:: Given problem A ::
In the NAS hardware discussion, how much memory does the TrueNAS Core server on the X10SDV-4C+-TLN4F board have?
:: Given problem B ::
Write the next part of the NAS hardware discussion, beginning right after its last sentence.

Also I measured the space I wanted to put the N2 and it doesn’t fit anyway… so now I’m also looking at the N3 and similar sized cases, which would allow for growing from 5 to 6 to 7 to 8 drives if I started going hog-wild on media content.
As I understand it, the Pro versions are functionally similar but branded differently from the non-Pro versions. Presumably there is a price premium associated also.
The Pro version suggests that you will get OEM support should something go amiss re: ECC support, the other one will not. However, how real that support is in real life is really vendor dependent. That german youtuber Wolfgang that runs all sorts of interesting industrial Asrock boards gets custom BIOS’ sent to him, regular folk are told it cannot be done.
Well, I would like to try and take you back to the X10SDV series that @etorix suggested. I have been running a small TrueNAS Core server on an X10SDV-4C+-TLN4F for several years with 32GB ECC memory and 4 x 4TB HDDs. Plex is running in a jail and it’s never baulked at transcoding any of the content which includes ripped full-size Blu-ray titles. Where Plex drops the transcoding rate it is always the network which is not up to scratch; the 4 cores / 8 threads of the D1518 are really just at walking pace. If you want a bit more ability, there are 8C/16T boards, or even up to 16C/32T.
Other advantages are (a) that Supermicro provide an IPMI which allows you to investigate the server features and make corrective changes if something seems off; (b) on later revision firmware boards the drive capacity can be increased from the 6 SATA ports by bifurcating the PCI into 4 x 4 lanes and with a suitable cheap 4 x NVMe card in the PCI socket and another NVMe socket on the board itself you can add another five at some stage - pretty much future-proof at a total of eleven drives; (c) there’s two 10Gbe ports provided as standard if you get the right board (-TLN4F suffix); (d) with the right case, the board supports hot-swap when your drives start to fail.

:: Records provided ::
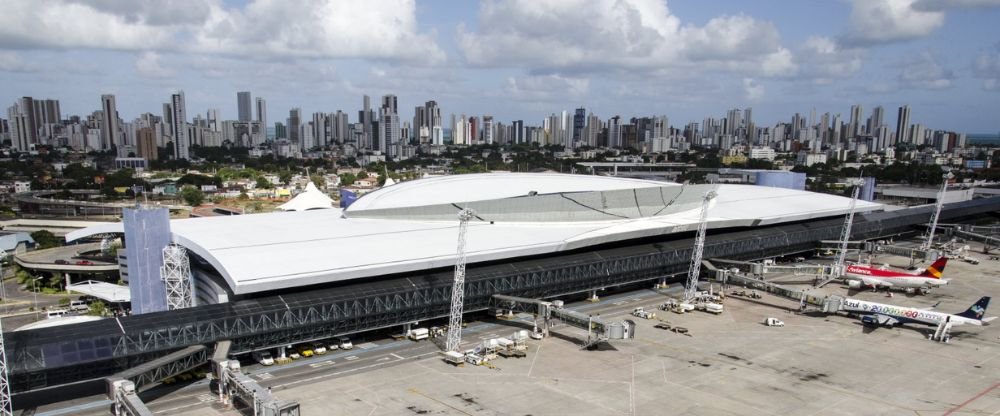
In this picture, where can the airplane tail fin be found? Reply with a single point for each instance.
(977, 310)
(936, 269)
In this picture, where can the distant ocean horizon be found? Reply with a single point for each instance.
(993, 139)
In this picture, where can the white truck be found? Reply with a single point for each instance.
(710, 307)
(419, 334)
(641, 313)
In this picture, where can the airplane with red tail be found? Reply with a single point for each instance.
(858, 276)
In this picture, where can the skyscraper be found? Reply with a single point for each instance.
(178, 119)
(366, 124)
(262, 118)
(855, 123)
(109, 122)
(876, 120)
(245, 111)
(903, 124)
(579, 123)
(295, 126)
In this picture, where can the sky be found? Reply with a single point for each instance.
(514, 59)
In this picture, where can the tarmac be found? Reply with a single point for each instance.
(730, 364)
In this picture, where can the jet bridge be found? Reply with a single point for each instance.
(244, 392)
(597, 330)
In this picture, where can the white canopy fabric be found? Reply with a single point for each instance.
(107, 292)
(311, 198)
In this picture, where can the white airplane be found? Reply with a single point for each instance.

:: Output A ::
It has 32GB of ECC memory.

:: Output B ::
Building a server can be fun, but it’s not like putting together a PC. I read these forums a lot, and every time I see issues with hand-built systems I thank goodness I held out for a professional-grade SOC board.
I would critically revisit what you really want the server to do, the power savings required, and try to forget about X10SDV ‘aging out’. Some would say was ahead of its time; there’s lots of experience using it on the forums; which I have benefitted personally, though I bet that most of the time with one of these boards you won’t need so much advice. If you keep a lookout, they are really not that expensive second-hand, for what you get. I recently picked up an X10SDV-TLN4F (8C/16T) rev 2 board for 200 GBP.
I have the X10SDV-7TP4F, it is a great board for folk who want to go with a SATA based file server that also has some expansion capacity and 10GbE SFP+ built-in.
With the benefit of hindsight, X10SDV-2C-7TP4F would have been a better fit for my use case as my aspirations of running zone minder, blue iris (in a VM), or apps like Frigate on the NAS were shattered by the reality of what the 1.7GHz cores in the D1537 can actually deliver and/or the realities of getting Apps going.
The -2c- variant remains likely the best board for folk who want a file-server-oriented rig that needs up to 20 SATA connections. Unlike my model, the 2 cores tick quicker (which improves SMB performance) and 2 cores has zero impact in my use case because there aren’t that many users accessing the NAS at once.
FWIW, per the dashboard I do manage to max out single cores during large file transfers, suggesting the NAS CPU is now the gating factor. The extra 500MHz that the D-1508 can deliver in the -2c- model could thus help.
My main reason to look for alternatives to the -2c- is simple curiosity. The intel offerings are getting long in the tooth, and given how much the data / network consumes in my home, it is also prudent to look for alternatives that offer lower power consumption.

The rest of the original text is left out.